*Request*.
Could you express the lines below, from the line containing "tow rope, farthest" through the line containing "[(788, 707)]", as a JSON list of strings, one string per line, with blank lines left out?

Pointing items
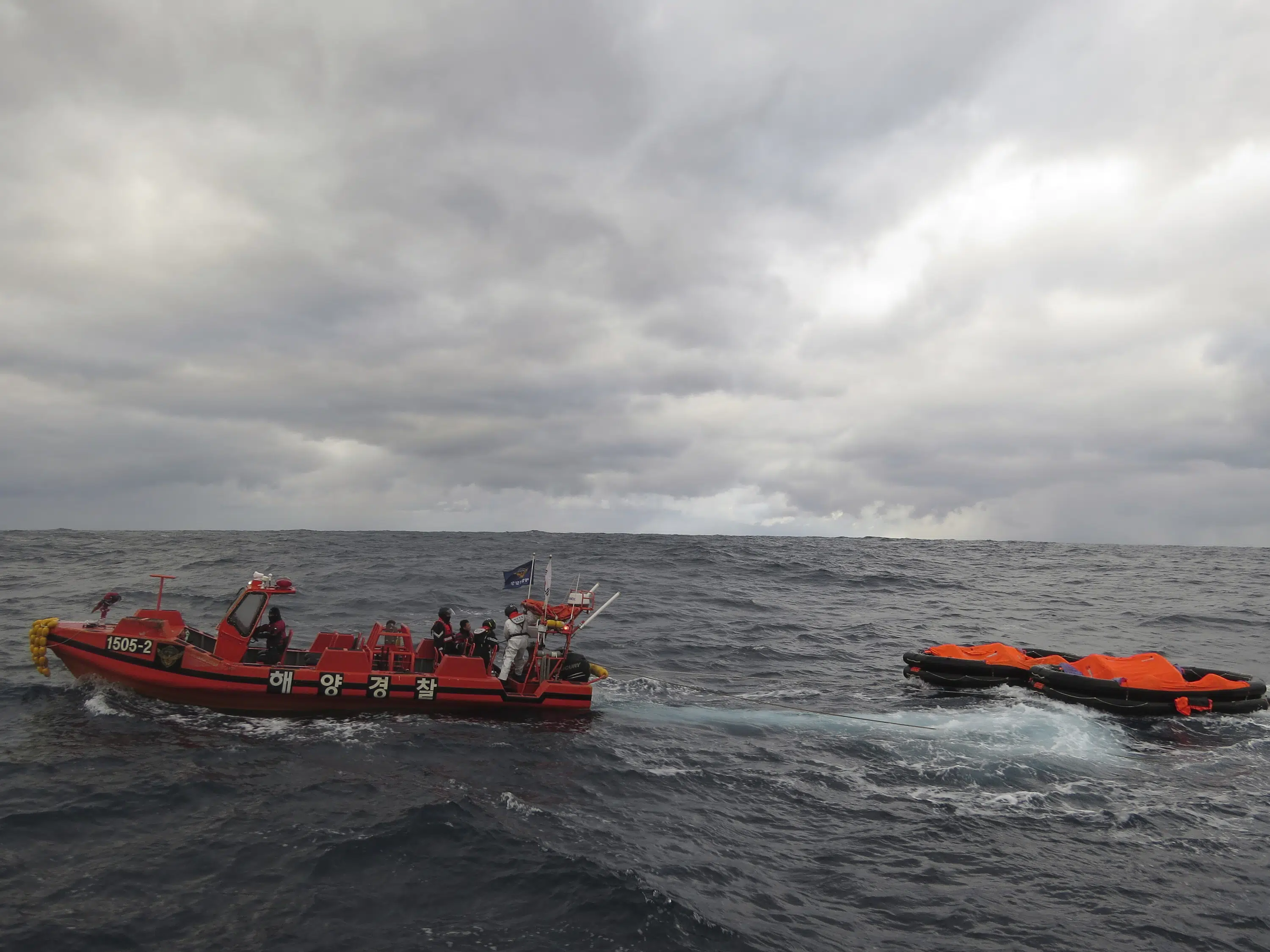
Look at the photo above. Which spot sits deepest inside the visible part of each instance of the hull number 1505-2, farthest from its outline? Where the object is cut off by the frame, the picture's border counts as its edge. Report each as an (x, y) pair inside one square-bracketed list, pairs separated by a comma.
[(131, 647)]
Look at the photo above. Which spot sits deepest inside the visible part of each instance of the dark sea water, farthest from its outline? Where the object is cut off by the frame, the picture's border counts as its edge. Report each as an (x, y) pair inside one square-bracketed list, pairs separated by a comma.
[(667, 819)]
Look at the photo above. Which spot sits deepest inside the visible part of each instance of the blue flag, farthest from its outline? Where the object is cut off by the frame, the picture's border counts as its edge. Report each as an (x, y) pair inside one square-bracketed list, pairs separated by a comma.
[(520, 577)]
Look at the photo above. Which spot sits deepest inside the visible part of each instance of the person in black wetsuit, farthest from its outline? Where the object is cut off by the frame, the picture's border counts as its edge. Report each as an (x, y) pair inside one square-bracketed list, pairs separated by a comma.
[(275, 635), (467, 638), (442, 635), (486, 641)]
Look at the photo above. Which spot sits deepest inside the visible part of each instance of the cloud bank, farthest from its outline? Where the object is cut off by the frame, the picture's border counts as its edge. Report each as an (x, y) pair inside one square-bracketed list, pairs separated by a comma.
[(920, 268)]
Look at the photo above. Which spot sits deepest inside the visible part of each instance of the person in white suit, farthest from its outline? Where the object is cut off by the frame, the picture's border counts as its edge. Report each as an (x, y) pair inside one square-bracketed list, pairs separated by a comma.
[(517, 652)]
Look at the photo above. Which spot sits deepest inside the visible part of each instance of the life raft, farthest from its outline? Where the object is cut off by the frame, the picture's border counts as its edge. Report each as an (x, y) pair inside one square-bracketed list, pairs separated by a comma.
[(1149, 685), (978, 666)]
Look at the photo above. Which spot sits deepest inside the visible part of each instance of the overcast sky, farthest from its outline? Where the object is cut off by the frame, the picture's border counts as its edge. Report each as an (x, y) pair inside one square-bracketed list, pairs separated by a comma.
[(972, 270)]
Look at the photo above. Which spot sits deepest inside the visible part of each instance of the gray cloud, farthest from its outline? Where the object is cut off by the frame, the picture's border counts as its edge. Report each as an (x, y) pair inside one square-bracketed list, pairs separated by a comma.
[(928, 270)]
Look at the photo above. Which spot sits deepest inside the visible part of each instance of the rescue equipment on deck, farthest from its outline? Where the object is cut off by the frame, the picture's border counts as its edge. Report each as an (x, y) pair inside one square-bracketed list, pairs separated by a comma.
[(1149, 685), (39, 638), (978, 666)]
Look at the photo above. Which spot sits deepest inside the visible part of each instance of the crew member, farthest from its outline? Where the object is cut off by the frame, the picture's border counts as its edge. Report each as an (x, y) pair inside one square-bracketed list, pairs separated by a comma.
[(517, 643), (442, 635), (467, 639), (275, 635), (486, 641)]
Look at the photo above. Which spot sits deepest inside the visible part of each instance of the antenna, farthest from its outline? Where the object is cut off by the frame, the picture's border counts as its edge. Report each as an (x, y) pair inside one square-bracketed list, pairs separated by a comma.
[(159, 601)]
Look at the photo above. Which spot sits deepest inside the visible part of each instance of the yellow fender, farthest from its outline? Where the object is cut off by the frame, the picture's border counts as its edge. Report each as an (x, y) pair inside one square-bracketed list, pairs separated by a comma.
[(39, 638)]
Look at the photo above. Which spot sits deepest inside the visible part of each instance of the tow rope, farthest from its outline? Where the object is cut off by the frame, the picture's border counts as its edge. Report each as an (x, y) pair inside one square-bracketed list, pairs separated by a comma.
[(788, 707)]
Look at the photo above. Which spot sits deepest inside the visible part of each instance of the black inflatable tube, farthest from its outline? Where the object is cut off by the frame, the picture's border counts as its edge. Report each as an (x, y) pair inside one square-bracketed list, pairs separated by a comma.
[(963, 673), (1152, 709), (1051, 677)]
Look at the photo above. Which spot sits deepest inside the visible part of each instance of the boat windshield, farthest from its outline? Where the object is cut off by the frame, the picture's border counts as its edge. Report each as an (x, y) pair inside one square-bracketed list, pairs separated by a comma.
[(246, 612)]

---

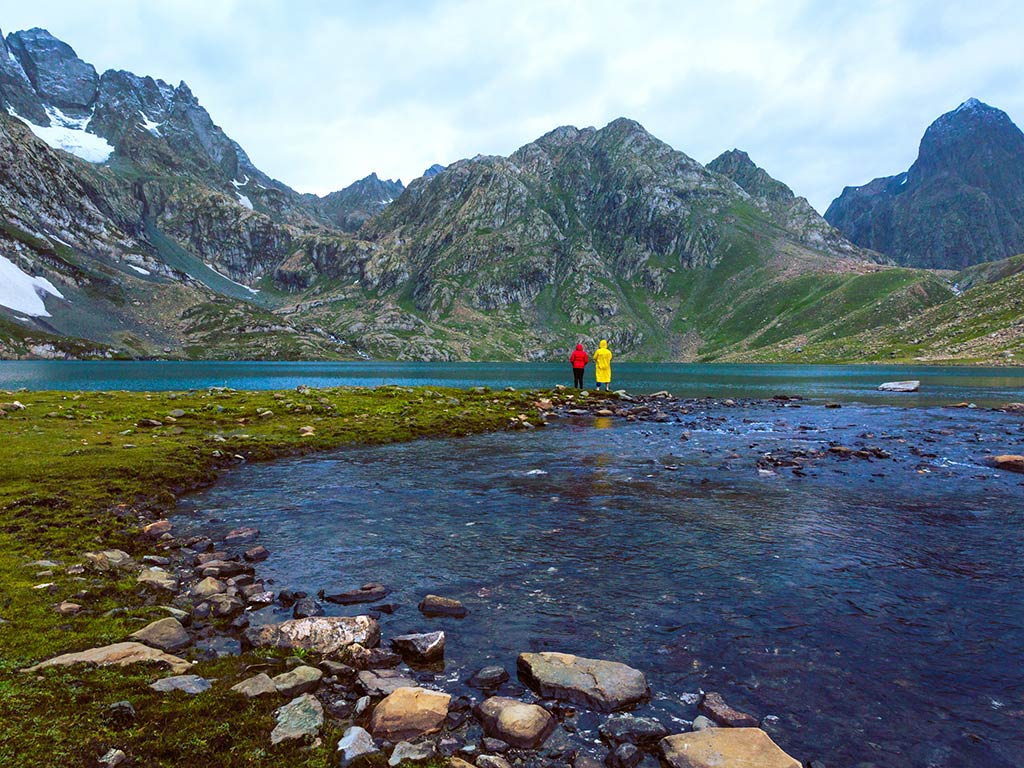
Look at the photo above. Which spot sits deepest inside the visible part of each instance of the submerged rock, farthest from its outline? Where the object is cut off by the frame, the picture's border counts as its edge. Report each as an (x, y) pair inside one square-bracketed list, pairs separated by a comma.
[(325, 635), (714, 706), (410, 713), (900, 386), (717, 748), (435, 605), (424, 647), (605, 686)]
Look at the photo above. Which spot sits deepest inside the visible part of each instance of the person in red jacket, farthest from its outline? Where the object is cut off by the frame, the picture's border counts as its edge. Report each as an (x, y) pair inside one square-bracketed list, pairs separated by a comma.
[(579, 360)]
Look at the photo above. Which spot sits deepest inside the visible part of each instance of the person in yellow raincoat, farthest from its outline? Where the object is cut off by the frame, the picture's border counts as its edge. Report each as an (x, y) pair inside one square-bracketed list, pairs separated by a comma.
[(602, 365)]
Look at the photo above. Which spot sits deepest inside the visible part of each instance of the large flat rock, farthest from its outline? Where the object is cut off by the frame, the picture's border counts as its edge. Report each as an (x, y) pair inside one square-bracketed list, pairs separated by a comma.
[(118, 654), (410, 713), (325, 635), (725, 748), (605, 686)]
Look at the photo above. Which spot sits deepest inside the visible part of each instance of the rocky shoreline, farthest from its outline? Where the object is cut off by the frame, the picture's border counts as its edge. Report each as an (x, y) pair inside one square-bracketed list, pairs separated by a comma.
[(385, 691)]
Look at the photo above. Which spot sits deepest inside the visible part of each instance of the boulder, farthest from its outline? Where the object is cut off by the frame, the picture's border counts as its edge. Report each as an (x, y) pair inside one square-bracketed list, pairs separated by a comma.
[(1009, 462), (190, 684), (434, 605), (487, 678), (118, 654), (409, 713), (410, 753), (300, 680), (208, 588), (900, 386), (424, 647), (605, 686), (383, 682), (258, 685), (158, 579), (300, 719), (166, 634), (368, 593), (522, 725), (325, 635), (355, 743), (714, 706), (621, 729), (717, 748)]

*Correct output*.
[
  "Look at the photo above. Which spot sits deepest inside the visible part of each instance of the tow rope, farthest from its outline? Where the object is cut off by the frame, the picture's border counts as its edge. Report each as an (x, y) pair inside one square-bracketed list, pairs separated by a comma.",
  "[(788, 707)]"
]